■ **Assigned task**:
In the entries below, how many lines contain the word "query"? State the number and nothing more.
(Data to process)
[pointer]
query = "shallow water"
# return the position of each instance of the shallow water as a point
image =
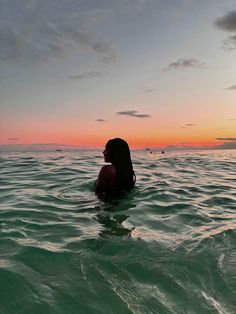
(166, 247)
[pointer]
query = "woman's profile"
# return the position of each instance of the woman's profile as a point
(119, 175)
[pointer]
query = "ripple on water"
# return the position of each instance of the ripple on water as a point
(166, 247)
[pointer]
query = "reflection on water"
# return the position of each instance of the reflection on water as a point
(168, 246)
(112, 225)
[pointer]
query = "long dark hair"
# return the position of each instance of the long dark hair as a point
(121, 159)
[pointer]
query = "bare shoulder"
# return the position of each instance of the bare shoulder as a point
(108, 170)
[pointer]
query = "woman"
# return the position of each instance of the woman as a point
(119, 176)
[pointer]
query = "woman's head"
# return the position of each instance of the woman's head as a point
(117, 152)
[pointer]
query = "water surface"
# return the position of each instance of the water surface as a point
(166, 247)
(End Data to process)
■ **Problem solution**:
9